» **FRAGMENTO DEL DOCUMENTO**:
|---|
Si te miras durante mucho tiempo al espejo dejas de reconocerte o, mejor dicho, pareces otra persona. Pero no, eres tú, lo que ocurre es que no te miras, vives con la imagen mental que tienes de ti  y, a veces, no cuadra con lo que ves cuando de verdad te miras. Por eso hoy, te has parado y te has mirado. Para verte. 


miércoles, 11 de abril de 2018

Prueba de guión para comedia familiar con adolescentes

  
Interior cocina. Se respira tranquilidad, calma, cotidianeidad. Todo parece ir bien. Una madre cuarentona y su hija adolescente lían croquetas. (Inciso de guionista, creemos que es importante introducir la realidad española y qué hay más español que las croquetas caseras de jamón) La madre maneja las cucharitas mientras recuerda cómo ella veía hacer eso a su madre y la envidiaba por su destreza. Ella posee ahora esa habilidad y la exhibe casi con chulería.


ADOLESCENTE
¿Puedo hacer yo lo de las cucharitas?

MADRE
Ni hablar.

ADOLESCENTE
Rebozar es un rollo. Se me manchan las manos.

MADRE
Esto es como lo de los huevos.

ADOLESCENTE
¿Qué de los huevos?

MADRE
Cuando seas padre comerás dos huevos y
cuando seas madre harás lo de las cucharitas.

ADOLESCENTE
Yo ya como dos huevos y cuando sea mayor iré a tu casa
y me darás las croquetas ya hechas.

MADRE
Entonces no podrás comerte la masa cruda que es lo que a ti te gusta.
Y cuando seas mayor me iré a vivir al extranjero.

ADOLESCENTE
Ja. Sí, claro.

Clic, clic, clic. Se quedan en silencio. Solo se oyen las cucharitas. Por fin, terminan. En silencio, se ponen a recoger aunque es obvio que LA ADOLESCENTE está tratando de escaquearse mientras LA MADRE recoge todo.  

MADRE
Por favor, guarda el tuper.

ADOLESCENTE
¿Dónde?

MADRE
No sé, ¿tú qué crees? ¿En el cajón de los calcetines?
¿En el armario de los abrigos? ¿En tu mochila del colegio?
¿Dónde guardamos las croquetas siempre?

ADOLESCENTE
Vale, vale en el congelador.

LA ADOLESCENTE abre un congelador de 170 cm de alto, con varias baldas en las que se ven otros tupers, unos tarros de cristal con algo que parece crema de calabaza, una bolsa de espinacas congeladas, pizzas.

ADOLESCENTE
No cabe.

MADRE
En ese congelador cabe un cadáver, el tuyo por ejemplo.

ADOLESCENTE
¿Eso es sarcasmo?

LA MADRE está fregando de espaldas los cacharros, la vemos sujetar el estropajo con fuerza, intentando no estallar.

MADRE (murmura)
Que no cabe, que no cabe.
 Sé a qué juega, a que vaya yo. Y no pienso ir.

(En voz alta)
Claro que cabe. Piensa que es tu maleta del campamento
y tienes que meter las veinticuatro camisetas
que dices que necesitas para quince días.
|---|
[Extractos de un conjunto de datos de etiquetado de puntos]
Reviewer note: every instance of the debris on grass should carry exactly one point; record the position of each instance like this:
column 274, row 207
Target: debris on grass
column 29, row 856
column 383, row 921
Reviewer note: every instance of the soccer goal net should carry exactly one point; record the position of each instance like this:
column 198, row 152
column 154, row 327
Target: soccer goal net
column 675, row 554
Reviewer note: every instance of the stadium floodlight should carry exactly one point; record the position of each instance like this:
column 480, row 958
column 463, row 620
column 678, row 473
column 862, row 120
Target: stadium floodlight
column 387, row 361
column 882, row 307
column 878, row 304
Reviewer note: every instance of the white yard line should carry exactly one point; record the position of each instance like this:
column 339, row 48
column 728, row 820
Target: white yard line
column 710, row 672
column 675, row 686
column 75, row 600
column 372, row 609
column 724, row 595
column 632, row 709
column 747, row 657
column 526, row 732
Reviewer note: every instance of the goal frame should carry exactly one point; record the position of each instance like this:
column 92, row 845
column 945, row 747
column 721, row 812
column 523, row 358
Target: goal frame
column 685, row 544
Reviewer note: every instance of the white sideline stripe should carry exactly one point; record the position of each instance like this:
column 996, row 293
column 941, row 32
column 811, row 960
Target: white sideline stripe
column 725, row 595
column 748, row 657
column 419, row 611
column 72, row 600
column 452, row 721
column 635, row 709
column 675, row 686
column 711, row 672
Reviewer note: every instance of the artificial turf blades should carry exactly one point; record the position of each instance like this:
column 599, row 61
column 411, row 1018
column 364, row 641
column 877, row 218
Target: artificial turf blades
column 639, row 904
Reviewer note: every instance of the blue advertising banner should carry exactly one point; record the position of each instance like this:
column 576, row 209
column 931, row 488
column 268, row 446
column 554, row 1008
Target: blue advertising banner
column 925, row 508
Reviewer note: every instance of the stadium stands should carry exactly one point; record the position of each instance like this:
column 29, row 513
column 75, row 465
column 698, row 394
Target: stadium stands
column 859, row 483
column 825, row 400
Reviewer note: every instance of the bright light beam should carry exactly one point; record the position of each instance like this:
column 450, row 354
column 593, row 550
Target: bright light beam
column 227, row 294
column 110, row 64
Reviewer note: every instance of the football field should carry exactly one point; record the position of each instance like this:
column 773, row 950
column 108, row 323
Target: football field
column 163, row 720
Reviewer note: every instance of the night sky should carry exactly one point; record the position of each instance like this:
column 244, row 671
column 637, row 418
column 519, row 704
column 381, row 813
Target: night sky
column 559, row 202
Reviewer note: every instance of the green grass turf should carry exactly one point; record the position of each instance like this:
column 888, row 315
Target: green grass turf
|---|
» **ENUNCIADO**: Por favor, reproduce el fragmento del guion de las croquetas que empieza con las palabras "Que no cabe, que" y termina con "para quince días.", cambiando "maleta" por "mochila".

» **RESPUESTA**:
Que no cabe, que no cabe.
 Sé a qué juega, a que vaya yo. Y no pienso ir.

(En voz alta)
Claro que cabe. Piensa que es tu mochila del campamento
y tienes que meter las veinticuatro camisetas
que dices que necesitas para quince días.